**Exercise aim:** The required answer is the count of lines in the records that contain "below", with no other text.

**Data records:**

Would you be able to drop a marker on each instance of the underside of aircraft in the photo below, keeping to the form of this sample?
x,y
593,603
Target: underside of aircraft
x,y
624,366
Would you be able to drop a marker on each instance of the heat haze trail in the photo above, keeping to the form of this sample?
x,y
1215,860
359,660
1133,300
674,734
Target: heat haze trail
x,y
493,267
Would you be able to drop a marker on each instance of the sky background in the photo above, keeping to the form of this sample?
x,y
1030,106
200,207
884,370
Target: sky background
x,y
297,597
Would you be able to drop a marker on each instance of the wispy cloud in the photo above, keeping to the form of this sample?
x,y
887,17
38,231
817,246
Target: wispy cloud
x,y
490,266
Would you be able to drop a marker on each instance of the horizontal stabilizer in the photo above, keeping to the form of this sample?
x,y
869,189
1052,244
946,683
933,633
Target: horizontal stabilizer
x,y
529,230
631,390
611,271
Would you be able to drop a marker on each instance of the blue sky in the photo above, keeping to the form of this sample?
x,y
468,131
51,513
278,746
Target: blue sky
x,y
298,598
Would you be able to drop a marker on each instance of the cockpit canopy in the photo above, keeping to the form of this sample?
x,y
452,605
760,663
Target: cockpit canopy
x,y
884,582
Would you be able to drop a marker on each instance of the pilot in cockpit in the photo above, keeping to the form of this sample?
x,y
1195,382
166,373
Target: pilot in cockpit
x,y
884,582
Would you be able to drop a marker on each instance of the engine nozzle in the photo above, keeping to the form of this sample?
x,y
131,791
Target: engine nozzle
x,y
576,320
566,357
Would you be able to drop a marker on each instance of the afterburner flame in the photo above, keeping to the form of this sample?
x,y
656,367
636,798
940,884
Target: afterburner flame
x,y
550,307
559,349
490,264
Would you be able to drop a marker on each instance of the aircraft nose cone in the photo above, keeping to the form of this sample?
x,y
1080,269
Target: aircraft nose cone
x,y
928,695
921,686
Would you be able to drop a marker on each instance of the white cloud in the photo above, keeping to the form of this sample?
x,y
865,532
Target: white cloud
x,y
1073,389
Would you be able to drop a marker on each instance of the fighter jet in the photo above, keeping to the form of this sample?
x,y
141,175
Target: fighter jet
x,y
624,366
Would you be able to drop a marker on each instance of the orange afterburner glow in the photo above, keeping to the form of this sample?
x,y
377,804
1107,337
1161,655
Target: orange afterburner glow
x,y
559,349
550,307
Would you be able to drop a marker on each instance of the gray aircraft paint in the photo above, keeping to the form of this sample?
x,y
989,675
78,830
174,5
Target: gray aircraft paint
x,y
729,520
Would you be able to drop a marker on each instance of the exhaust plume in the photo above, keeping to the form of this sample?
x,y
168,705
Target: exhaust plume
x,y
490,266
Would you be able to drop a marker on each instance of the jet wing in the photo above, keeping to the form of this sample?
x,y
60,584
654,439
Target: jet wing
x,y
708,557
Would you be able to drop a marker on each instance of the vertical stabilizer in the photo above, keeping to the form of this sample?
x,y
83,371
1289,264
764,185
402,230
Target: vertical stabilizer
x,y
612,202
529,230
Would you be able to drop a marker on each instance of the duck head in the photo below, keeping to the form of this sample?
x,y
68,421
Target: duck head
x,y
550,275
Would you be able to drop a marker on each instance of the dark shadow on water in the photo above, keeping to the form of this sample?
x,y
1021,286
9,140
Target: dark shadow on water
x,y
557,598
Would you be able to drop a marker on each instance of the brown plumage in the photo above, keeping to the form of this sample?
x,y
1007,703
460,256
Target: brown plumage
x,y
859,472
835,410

**Result of the task:** 2